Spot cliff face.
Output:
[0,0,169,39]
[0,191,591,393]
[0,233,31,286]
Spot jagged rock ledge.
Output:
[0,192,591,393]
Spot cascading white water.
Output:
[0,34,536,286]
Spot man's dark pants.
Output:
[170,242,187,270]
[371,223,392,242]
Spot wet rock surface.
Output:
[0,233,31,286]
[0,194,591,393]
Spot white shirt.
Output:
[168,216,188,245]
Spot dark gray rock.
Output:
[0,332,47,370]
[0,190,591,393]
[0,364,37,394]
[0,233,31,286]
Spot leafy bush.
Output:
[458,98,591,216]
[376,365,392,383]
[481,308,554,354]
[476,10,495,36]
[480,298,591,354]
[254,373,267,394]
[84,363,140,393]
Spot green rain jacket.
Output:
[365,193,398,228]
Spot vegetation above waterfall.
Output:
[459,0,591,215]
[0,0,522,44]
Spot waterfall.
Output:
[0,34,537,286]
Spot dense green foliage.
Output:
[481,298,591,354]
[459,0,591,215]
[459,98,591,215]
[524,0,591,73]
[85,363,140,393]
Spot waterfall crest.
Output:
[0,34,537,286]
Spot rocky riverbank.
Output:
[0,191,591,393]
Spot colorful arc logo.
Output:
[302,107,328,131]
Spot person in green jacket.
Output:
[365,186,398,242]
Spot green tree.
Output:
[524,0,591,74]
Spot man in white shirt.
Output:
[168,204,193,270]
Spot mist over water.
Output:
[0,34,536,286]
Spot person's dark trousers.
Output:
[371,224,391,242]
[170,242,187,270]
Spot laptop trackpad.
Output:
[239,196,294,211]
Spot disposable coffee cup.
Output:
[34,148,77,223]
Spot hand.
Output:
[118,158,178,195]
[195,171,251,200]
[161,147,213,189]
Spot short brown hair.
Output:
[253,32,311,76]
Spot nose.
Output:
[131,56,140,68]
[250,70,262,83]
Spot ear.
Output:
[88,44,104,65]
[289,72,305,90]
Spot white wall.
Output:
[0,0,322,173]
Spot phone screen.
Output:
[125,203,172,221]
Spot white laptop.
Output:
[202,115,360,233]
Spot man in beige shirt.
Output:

AIM OF THE EXERCISE
Recast all the rows above as a Markdown table with two columns, "No." for a running number and "Line" for the text, giving each line its own table row and skipping blank lines.

ANSWER FOR THIS EXERCISE
| No. | Line |
|---|---|
| 1 | Spot cliff face. |
| 2 | Output: |
| 3 | [0,0,169,39] |
| 4 | [0,191,591,393] |
| 5 | [0,233,31,286] |
| 6 | Spot jagged rock ledge. |
| 7 | Output: |
| 8 | [0,192,591,393] |
| 9 | Spot cascading white water. |
| 10 | Output: |
| 11 | [0,34,536,286] |
| 12 | Spot man's dark pants. |
| 13 | Output: |
| 14 | [170,242,187,270] |
| 15 | [371,223,392,242] |
| 16 | Spot wet rock surface. |
| 17 | Output: |
| 18 | [0,233,31,286] |
| 19 | [0,194,591,393] |
| 20 | Spot white shirt. |
| 21 | Output: |
| 22 | [168,216,188,245] |
| 23 | Spot dark gray rock. |
| 24 | Output: |
| 25 | [0,332,47,370] |
| 26 | [0,190,591,393] |
| 27 | [0,364,37,394] |
| 28 | [0,233,31,286] |
| 29 | Spot leafy bush. |
| 30 | Output: |
| 31 | [458,98,591,216] |
| 32 | [376,365,392,383] |
| 33 | [481,308,554,354] |
| 34 | [476,10,495,36] |
| 35 | [480,298,591,354] |
| 36 | [254,373,267,394] |
| 37 | [84,363,140,393] |
| 38 | Spot green rain jacket. |
| 39 | Output: |
| 40 | [365,193,398,228] |
| 41 | Spot vegetation above waterfall. |
| 42 | Output: |
| 43 | [459,0,591,215] |
| 44 | [0,0,522,44] |
| 45 | Spot waterfall. |
| 46 | Output: |
| 47 | [0,34,537,286] |
| 48 | Spot dense green foliage. |
| 49 | Output: |
| 50 | [481,298,591,354] |
| 51 | [459,0,591,215] |
| 52 | [459,98,591,215] |
| 53 | [524,0,591,73] |
| 54 | [85,363,140,393] |
| 55 | Spot waterfall crest. |
| 56 | Output: |
| 57 | [0,34,537,286] |
| 58 | Spot rocky riverbank. |
| 59 | Output: |
| 60 | [0,191,591,393] |
| 61 | Spot colorful arc logo. |
| 62 | Output: |
| 63 | [302,107,328,131] |
| 64 | Spot person in green jacket. |
| 65 | Output: |
| 66 | [365,186,398,242] |
| 67 | Spot green tree. |
| 68 | Output: |
| 69 | [524,0,591,74] |
| 70 | Spot man in white shirt. |
| 71 | Output: |
| 72 | [168,204,193,270] |
| 73 | Spot mist over water. |
| 74 | Output: |
| 75 | [0,34,536,286] |
| 76 | Spot person's dark trousers. |
| 77 | Output: |
| 78 | [371,224,391,242] |
| 79 | [170,242,187,270] |
| 80 | Spot laptop trackpad. |
| 81 | Output: |
| 82 | [239,196,294,211] |
| 83 | Spot disposable coffee cup. |
| 84 | Output: |
| 85 | [34,148,77,223] |
| 86 | Spot hand. |
| 87 | Output: |
| 88 | [118,158,178,195] |
| 89 | [195,171,251,200] |
| 90 | [161,147,213,189] |
| 91 | Spot short brown hair. |
| 92 | Output: |
| 93 | [253,32,311,76] |
| 94 | Spot nose. |
| 95 | Output: |
| 96 | [131,56,140,68] |
| 97 | [250,70,262,83] |
| 98 | Spot ear. |
| 99 | Output: |
| 100 | [88,44,104,65] |
| 101 | [289,72,305,90] |
| 102 | Spot white wall. |
| 103 | Output: |
| 104 | [0,0,322,173] |
| 105 | Spot phone screen. |
| 106 | Output: |
| 107 | [125,203,172,221] |
| 108 | Spot white laptop. |
| 109 | Output: |
| 110 | [202,115,360,233] |
| 111 | Spot man in beige shirt. |
| 112 | Output: |